TESTO DI LETTURA:

= = = = =

Ormai gli hype li si costruisce partendo dalla smentita: il caso di Grimes, una ragazzetta senza talento con un disco di brutte figure di (te piacerebbe) pop contemporaneo, è abbastanza emblematico. S’è iniziato a sentirne parlare male prima di iniziare a sentirne parlare, come se gli hater si fossero mossi prima degli hipster, e poi qualcuno ha instillato il dubbio che non fosse poi così pessima e di lì a tre giorni ci siam trovati in tasca la nuova Karen O e l’idea che una nuova Karen O invece di gambizzare la Karen O vecchia fosse un’idea allettante. Conferme e smentite si sono spinte per settimane e settimane, mentre Visions collezionava una quantità impressionante di ascolti senza che nessuno avesse una pallida idea di cosa farsene. Poi fatto un giro per concerti da queste parti e s’è capito che manco gli hater avrebbero dovuto scomodarsi. Io purtroppo l’ho persa.

BARONESS – YELLOW / GREEN

Sulla fiducia. Il disco non è ancora uscito, ma quando sarà il momento forse qualcuno vorrà convincerci del fatto che un doppio album prog metal senza il tiro e senza la fotta sia –a qualsiasi titolo- una buona mossa o qualcosa a cui guardare per rintracciare dei segni tramite cui rifondare l’heavy metal della nostra epoca. Probabilmente avevamo sbagliato NOI a puntare una cifra anche simbolica su John Baizley, voglio dire, già il Red Album è noiosissimo, ma insomma.

PIL – THIS IS PIL

Altro disco che stiamo ascoltando a raffica, e col plurale intendo io, fatto di b-side della mente umana e deliri in forma di filastrocca che se fossero in italiano probabilmente si griderebbe al Vasco Rossi, con sotto musica da camera PILiana al minimo sindacale, che ci sta affascinando solo perché sfida le nostre certezze in merito a cosa sia pubblicabile e cosa no. Non in senso so bad it’s good, sia chiaro: è più che altro il solito discorso di non capire come la mancanza d’interesse possa elevarsi a forma mentis. John Lydon cavalca l’onda con una dignità rara, ma rimane comunque la questione di ritrovarsi tra due o tre o sei mesi al raduno mensile dei fan dell’ultimo disco dei PIL e saremo rimasti in sette, il ristorante farà schifo e twitter sarà in down.

= = = = =

[Righe estratte]
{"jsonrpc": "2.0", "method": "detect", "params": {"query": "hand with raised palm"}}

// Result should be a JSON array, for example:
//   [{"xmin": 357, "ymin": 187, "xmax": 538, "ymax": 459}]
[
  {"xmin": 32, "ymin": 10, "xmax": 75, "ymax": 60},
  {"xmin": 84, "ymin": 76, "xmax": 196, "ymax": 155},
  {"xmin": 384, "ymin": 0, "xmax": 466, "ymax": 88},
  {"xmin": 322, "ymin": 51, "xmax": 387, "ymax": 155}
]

= = = = =

COMPITI DA SVOLGERE:
#1 Ricopia dal testo di lettura il passo compreso tra "Altro disco che" e "sarà in down.", estremi inclusi.
#2 Trascrivi fedelmente tutte le righe dei dati di partenza riportate sopra.

ESERCIZIO SVOLTO:
#1
Altro disco che stiamo ascoltando a raffica, e col plurale intendo io, fatto di b-side della mente umana e deliri in forma di filastrocca che se fossero in italiano probabilmente si griderebbe al Vasco Rossi, con sotto musica da camera PILiana al minimo sindacale, che ci sta affascinando solo perché sfida le nostre certezze in merito a cosa sia pubblicabile e cosa no. Non in senso so bad it’s good, sia chiaro: è più che altro il solito discorso di non capire come la mancanza d’interesse possa elevarsi a forma mentis. John Lydon cavalca l’onda con una dignità rara, ma rimane comunque la questione di ritrovarsi tra due o tre o sei mesi al raduno mensile dei fan dell’ultimo disco dei PIL e saremo rimasti in sette, il ristorante farà schifo e twitter sarà in down.

#2
{"jsonrpc": "2.0", "method": "detect", "params": {"query": "hand with raised palm"}}

// Result should be a JSON array, for example:
//   [{"xmin": 357, "ymin": 187, "xmax": 538, "ymax": 459}]
[
  {"xmin": 32, "ymin": 10, "xmax": 75, "ymax": 60},
  {"xmin": 84, "ymin": 76, "xmax": 196, "ymax": 155},
  {"xmin": 384, "ymin": 0, "xmax": 466, "ymax": 88},
  {"xmin": 322, "ymin": 51, "xmax": 387, "ymax": 155}
]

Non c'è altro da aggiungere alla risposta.